╭─ Data for analysis
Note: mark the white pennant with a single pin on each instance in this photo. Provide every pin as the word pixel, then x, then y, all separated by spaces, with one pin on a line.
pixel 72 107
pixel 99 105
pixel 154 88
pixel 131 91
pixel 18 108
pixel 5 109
╰─
▶ _Assignment_:
The entries shown above should be duplicated exactly.

▶ _Worked solution_:
Note: mark the white pennant with a single pin on each instance in this photo. Provide every pin as the word pixel, then x, then y, all separated by spaces, with one pin on a line.
pixel 72 107
pixel 99 105
pixel 154 88
pixel 131 91
pixel 18 108
pixel 5 109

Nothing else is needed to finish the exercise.